**YOUR OBJECTIVE**: Could you copy, unchanged, the lines of the records from the line containing "Could you point to the distant tree" through the end of the records, including both?

**SUPPLIED RECORDS**:

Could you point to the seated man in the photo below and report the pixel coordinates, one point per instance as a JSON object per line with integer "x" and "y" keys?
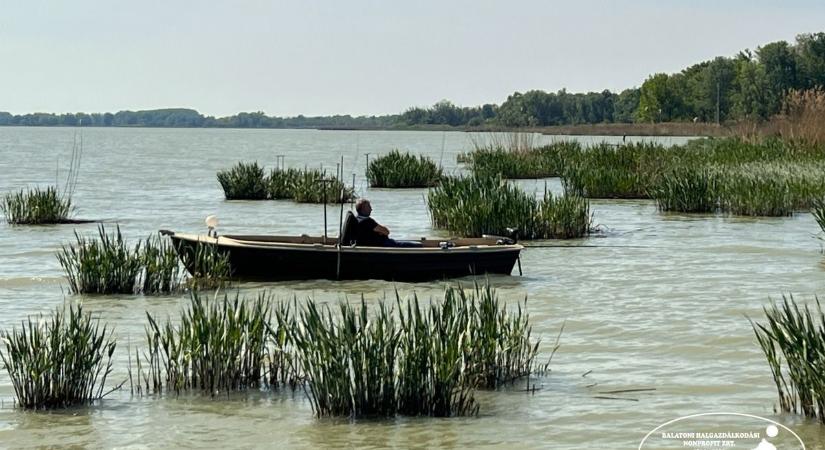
{"x": 372, "y": 234}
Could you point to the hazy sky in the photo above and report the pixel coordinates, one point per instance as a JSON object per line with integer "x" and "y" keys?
{"x": 357, "y": 56}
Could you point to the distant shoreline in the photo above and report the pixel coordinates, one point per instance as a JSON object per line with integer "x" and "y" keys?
{"x": 673, "y": 129}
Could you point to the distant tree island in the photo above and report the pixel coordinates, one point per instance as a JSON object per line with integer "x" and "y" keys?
{"x": 748, "y": 86}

**FULL ANSWER**:
Could you point to the distant tree island in the photo above and report the pixel coordinates, one point per instance as a JSON object per line with integer "x" and "y" keys?
{"x": 748, "y": 86}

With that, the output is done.